WHAT TO PRODUCE:
Extract the text of every entry below exactly; leave images out.

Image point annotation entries
_ _ _ _ _

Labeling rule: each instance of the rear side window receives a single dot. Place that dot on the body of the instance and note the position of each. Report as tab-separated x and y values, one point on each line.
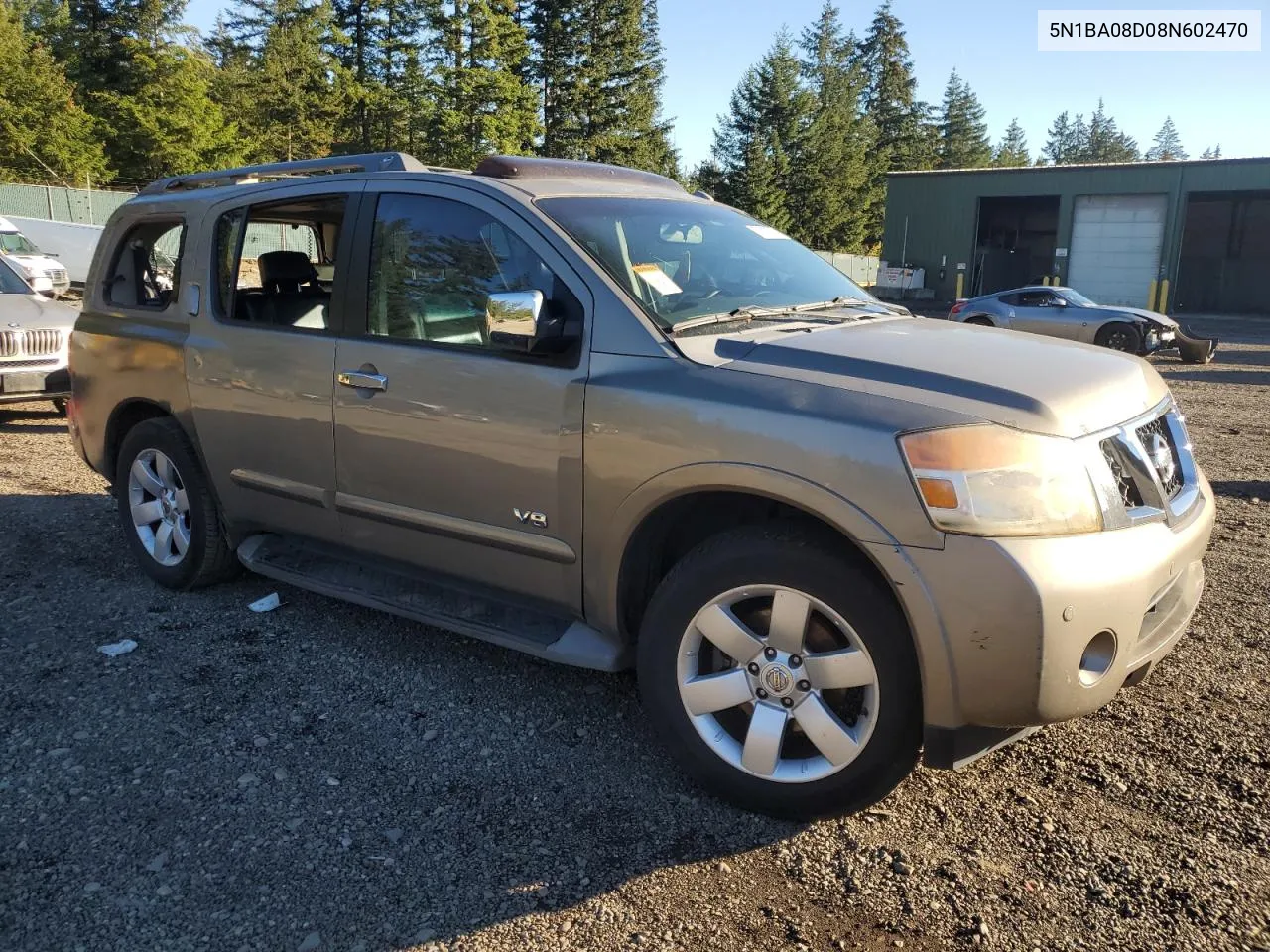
276	263
146	271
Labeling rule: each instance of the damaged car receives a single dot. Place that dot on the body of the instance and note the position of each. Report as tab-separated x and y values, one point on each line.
1065	312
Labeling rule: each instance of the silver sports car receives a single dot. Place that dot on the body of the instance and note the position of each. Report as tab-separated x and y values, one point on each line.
1065	312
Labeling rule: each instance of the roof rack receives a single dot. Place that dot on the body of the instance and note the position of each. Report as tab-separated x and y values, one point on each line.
371	162
526	167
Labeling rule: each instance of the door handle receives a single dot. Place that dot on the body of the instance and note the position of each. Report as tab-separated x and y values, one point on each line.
361	380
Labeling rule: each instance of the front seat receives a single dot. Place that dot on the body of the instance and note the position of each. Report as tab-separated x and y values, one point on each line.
293	295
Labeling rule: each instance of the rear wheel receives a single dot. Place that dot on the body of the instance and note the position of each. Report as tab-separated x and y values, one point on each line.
781	675
1120	336
167	509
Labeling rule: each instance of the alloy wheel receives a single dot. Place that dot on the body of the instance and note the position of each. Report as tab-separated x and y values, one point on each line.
160	507
778	683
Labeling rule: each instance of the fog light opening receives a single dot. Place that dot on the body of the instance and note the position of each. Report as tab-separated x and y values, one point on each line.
1097	657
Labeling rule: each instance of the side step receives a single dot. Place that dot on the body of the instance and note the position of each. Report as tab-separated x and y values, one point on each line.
548	636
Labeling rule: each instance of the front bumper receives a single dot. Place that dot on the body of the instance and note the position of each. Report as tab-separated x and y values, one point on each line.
1017	615
22	384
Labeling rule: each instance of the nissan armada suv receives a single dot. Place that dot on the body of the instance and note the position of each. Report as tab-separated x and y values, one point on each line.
572	411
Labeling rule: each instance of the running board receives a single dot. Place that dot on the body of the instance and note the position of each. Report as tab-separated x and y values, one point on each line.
549	636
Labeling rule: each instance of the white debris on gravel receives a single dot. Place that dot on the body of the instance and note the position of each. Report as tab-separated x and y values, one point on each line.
266	604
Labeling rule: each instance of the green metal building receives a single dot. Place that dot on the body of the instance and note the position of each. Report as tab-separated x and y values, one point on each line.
1115	232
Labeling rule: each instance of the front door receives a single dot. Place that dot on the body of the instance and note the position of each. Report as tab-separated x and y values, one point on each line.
261	357
1042	312
452	454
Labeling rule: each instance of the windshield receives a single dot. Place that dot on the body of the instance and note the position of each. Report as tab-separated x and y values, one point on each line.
1076	298
686	259
12	282
14	243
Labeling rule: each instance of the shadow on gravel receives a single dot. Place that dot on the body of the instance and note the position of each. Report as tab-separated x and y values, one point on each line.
318	769
1242	489
10	421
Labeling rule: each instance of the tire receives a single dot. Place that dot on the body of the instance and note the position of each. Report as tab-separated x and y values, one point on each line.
187	508
770	561
1119	335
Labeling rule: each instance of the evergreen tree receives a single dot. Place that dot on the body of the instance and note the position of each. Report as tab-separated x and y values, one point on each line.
1106	143
483	105
599	70
1167	145
906	139
1012	149
45	135
286	89
964	141
166	122
762	134
828	179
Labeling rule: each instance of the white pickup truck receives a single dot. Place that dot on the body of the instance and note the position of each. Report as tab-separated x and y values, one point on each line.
64	259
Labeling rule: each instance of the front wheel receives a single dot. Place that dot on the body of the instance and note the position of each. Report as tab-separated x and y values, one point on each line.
1120	336
167	509
781	675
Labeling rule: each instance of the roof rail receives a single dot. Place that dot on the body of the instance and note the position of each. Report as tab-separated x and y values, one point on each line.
371	162
526	167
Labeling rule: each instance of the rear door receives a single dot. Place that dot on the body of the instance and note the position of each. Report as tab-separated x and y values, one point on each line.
460	458
262	390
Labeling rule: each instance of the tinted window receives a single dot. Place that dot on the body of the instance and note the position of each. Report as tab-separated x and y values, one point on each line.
434	266
276	263
684	259
10	282
148	266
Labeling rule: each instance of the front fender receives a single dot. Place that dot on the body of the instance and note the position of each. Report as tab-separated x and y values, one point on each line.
890	558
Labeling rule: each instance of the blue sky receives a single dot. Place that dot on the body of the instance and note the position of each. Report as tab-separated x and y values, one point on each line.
1210	96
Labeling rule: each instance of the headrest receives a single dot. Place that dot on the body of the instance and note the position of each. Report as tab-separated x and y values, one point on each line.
285	271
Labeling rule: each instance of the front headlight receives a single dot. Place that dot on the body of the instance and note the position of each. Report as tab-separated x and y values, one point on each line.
989	480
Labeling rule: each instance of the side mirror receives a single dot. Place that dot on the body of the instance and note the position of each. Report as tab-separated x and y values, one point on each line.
518	320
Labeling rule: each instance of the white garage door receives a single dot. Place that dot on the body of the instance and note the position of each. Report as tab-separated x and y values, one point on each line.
1115	246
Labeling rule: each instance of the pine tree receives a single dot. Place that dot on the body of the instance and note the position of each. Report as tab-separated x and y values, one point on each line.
167	122
483	104
1012	149
829	177
906	137
1167	145
762	134
289	93
964	141
45	135
1106	143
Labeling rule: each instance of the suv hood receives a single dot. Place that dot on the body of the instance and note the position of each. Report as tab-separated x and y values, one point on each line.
1017	380
35	312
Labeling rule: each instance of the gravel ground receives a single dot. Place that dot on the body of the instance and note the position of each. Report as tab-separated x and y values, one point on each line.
325	777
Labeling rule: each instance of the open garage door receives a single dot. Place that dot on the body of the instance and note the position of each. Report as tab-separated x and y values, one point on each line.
1115	246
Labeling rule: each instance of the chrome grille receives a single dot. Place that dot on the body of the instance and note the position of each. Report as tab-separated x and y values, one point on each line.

_ _ _ _ _

TASK SOLUTION:
Labeling rule: each instance of the rear side window receives a single dot. Place that dot on the body of the instance and note the position of each. Report as tab-separated x and y values, one point on each line.
276	263
146	271
Labeling rule: each instance of the damaged car receives a single dot. Place that dot on the body of the instance and note the position of each. Report as tab-separated x and y values, one point on each line.
1065	312
Labeling rule: each instance of the silver sports car receives a single dot. Place that dot on the body of the instance and note the position of each. Report as tab-separated x and y values, one point on each line.
1065	312
Labeling rule: each instance of the roof rack receives a single dot. Place that dot on the body of the instance and note the position of each. Report as tab-separated x and y values, one point on each line.
371	162
526	167
Labeling rule: each instance of the door handle receives a single dot. Place that dot on the body of the instance and note the position of each. Report as tab-separated x and y values, one point on each line.
361	380
Labeling rule: each instance of the front seat receives a single dot. Place that dot on the body of the instance and note the position of each. Report as tab-separated x and y values, one point on each line.
293	295
Labeling rule: each instance of the rear wheel receives a single dot. Place that dot on the body of the instance and note the position of each. Report as tab-separated x and y values, one point on each line.
781	675
1120	336
167	509
Labeling rule: each instance of the alloy wheel receives a single dot. Place that dot on the body of the instance and note the position of each. Report as tab-separated x and y values, one point on each line.
160	507
778	683
Labeling rule: each instance of the fog light opening receives a single dot. Place that dot on the body of the instance and note the position of each. Report as tab-separated x and y values, one point on each line.
1097	657
Labeling rule: each instance of the side step receives a single dot. Place that dot on the body of the instance and note the position of each. Report as tab-separated x and y values, one point on each line.
548	636
Labeling rule: each instance of the front bumper receives a single dot. Place that dot on the body of the instance and note the position of each. Report as tab-separated x and y values, one point on each line.
1017	615
22	384
Labeling rule: each instance of the nissan armada suv receives a single dot. Place that dot on the body of the instance and note the position of each. Report as tab-separated x and y values, one point on each line.
572	411
Labeling rule: each instance of the running board receives a single dot. Place that dot on the body of the instance and note the position of each. Report as tab-separated x and y values, one point on each line.
549	636
Labeling rule: each instance of the white debris on gravel receives a single dot. Place that dot on the body of the instance and note the position of each. Report as tab-separated x and y values, one point on each line.
266	604
Labeling rule: each instance of the green metal building receives a single dot. Place that dot on the body of the instance and note the position of each. Report as tab-separated x and y values, one point on each line.
1115	232
Labeling rule: each instance of the front door receives a single dot. Place that dot on the body of the instance and note the position of each. Report as tab-separated x and y values, one point on each line.
261	357
1042	312
452	454
Labeling rule: each instance of the windshield receives a single dot. Place that dot on the body of the instance and note the position of each. Report as tab-separated x and y values, one point on each line.
1076	298
686	259
12	282
14	243
Labeling rule: each instance of the shadow on gravel receives a single dot. Place that dot on the body of the instance and note the position of each. Report as tab-separated x and y values, one point on each line.
318	769
1242	489
10	421
Labeling rule: each instance of the tire receives a single dot. Place that dot on the body of the instance and note the position of each. Report as tab-separated x and y values, one point on each line.
187	508
770	561
1119	335
Labeling rule: each instance of the evergreen tree receives a single dot. Place that dot on the body of the instance and note the position of each. Report as tab-separated x and y values, one point on each line.
1106	143
483	105
599	70
1167	145
906	139
1012	149
45	135
286	89
964	141
166	122
762	134
828	179
Labeling rule: each instance of the white pickup truck receives a single dot. Place that dot on the body of the instance and note the position of each. Report as tab-separated x and y values, one point on each line.
64	259
Labeling rule: each instance of the front wheel receives a single dot. Place that dot on the body of the instance and note the position of each. Report as tab-separated x and y values, one point on each line.
1120	336
167	509
781	675
Labeling rule: each instance of the roof rail receives a single dot. Place that dot on the body of the instance and note the position of each. Report as tab-separated x and y values, one point on each line.
371	162
526	167
Labeling rule: each instance of the rear door receives a single dot. Place that dot on the body of the instance and note the position of each. Report as tab-separated x and y values, one point on each line.
460	458
262	390
Labeling rule: each instance of the tinted window receives a single dot. Place that dot on the body of the instance and note the position of each. Report as tab-separated x and y values, one point on each line.
434	266
276	263
684	259
10	282
148	266
Labeling rule: each instance of the front fender receives a single dot. Place that dot on the body of the instance and note the position of each. Report as tab-separated x and y values, one point on each line.
890	558
Labeling rule: each instance of the blue sky receives a single dot. Place that dot on the body of the instance and note the position of each. Report as tab-separated x and y values, one point on each line.
1210	96
Labeling rule: each instance of the headrest receives a single dot. Place that dot on the body of the instance and note the position of each. Report as tab-separated x and y values, one point on each line.
285	271
Labeling rule: each instance of the front headlight receives a single dot. Place that dot on the body of the instance and note the position of each. Report as tab-separated x and y values, one point on each line.
989	480
Labeling rule: each instance of the side mirror receives a single dot. Place that dot on the body of the instance and note the position of each. Report as tab-separated x and y values, one point on each line.
518	320
Labeling rule: each instance of the white garage door receives a single dot. Place that dot on the body of the instance and note the position of each. Report as tab-separated x and y values, one point on each line.
1115	246
Labeling rule: each instance of the pine tree receives a single dot. Place that dot on the body of the instance and note the position of each. Report as tab-separated x and y values, one point on each line.
167	122
483	104
1012	149
829	177
906	137
1167	145
762	134
289	93
964	141
45	135
1106	143
Labeling rule: each instance of the suv hood receives a single dot. Place that dot on the body of the instance and note the position of each. Report as tab-separated x and y values, one point on each line.
1017	380
35	312
Labeling rule: each instance of the gravel ground receives a single dot. Place that dot on the body of the instance and note the position of each. Report as tab-separated x and y values, one point on each line.
325	777
Labeling rule: each instance of the open garage door receives a single dot. Place that dot on the body of the instance and note the position of each. Report as tab-separated x and y values, one point on each line.
1115	246
Labeling rule: each instance of the chrome grille receives a single dot. Place that dot on the body of the instance and note the position of each. Report as tab-separated x and y values, one point on each line.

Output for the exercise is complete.